— Requirements —
Copy the whole listing below line for line, keeping every character unchanged.

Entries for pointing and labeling
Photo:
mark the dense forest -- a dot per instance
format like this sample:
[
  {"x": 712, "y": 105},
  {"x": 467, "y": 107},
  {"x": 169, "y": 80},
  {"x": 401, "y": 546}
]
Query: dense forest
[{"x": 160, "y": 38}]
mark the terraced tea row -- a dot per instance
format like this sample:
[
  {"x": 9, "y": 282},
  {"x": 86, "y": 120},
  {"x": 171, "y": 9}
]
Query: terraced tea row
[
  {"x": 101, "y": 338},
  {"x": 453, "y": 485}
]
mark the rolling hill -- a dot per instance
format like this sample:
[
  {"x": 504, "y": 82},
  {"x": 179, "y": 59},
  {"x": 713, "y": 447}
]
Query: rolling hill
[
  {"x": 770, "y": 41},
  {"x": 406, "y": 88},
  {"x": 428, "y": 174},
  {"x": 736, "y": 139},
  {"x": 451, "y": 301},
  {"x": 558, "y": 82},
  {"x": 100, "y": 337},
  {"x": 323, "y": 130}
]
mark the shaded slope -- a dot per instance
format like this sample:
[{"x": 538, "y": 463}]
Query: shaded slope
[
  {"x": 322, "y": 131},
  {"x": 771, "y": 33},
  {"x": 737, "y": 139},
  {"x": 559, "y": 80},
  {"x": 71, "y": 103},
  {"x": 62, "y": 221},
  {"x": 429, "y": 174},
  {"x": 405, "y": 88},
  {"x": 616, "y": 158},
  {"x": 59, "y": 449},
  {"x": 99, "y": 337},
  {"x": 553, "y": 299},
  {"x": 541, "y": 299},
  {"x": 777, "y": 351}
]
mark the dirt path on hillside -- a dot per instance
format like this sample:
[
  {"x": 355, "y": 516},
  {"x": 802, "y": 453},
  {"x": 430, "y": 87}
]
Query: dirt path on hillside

— Worked answer —
Photo:
mark the dense forest -- a dot per instance
format like this sample:
[
  {"x": 712, "y": 105},
  {"x": 467, "y": 107},
  {"x": 169, "y": 80},
  {"x": 401, "y": 546}
]
Query: dense forest
[{"x": 160, "y": 38}]
mark the terraced tea row -- a dot per instance
format like this sample:
[
  {"x": 9, "y": 282},
  {"x": 86, "y": 120},
  {"x": 171, "y": 9}
]
Query: terraced tea row
[
  {"x": 101, "y": 338},
  {"x": 453, "y": 485}
]
mark the rolling hill -- a dot per instance
format like this sample:
[
  {"x": 504, "y": 82},
  {"x": 179, "y": 59},
  {"x": 713, "y": 447}
]
Query: rolling hill
[
  {"x": 770, "y": 41},
  {"x": 406, "y": 88},
  {"x": 428, "y": 174},
  {"x": 736, "y": 139},
  {"x": 451, "y": 301},
  {"x": 558, "y": 82},
  {"x": 100, "y": 337},
  {"x": 323, "y": 130}
]
mark the shaded slope -- a dot per instance
format like this sample:
[{"x": 538, "y": 463}]
Query: shaded slope
[
  {"x": 322, "y": 131},
  {"x": 771, "y": 33},
  {"x": 737, "y": 139},
  {"x": 559, "y": 80},
  {"x": 71, "y": 103},
  {"x": 62, "y": 221},
  {"x": 429, "y": 174},
  {"x": 405, "y": 88},
  {"x": 616, "y": 158},
  {"x": 59, "y": 449},
  {"x": 99, "y": 337},
  {"x": 553, "y": 299},
  {"x": 541, "y": 299},
  {"x": 777, "y": 351}
]
mark the dirt path on hillside -- a dot per instance
format like this sample:
[
  {"x": 355, "y": 516},
  {"x": 802, "y": 453},
  {"x": 430, "y": 87}
]
Query: dirt path on hillside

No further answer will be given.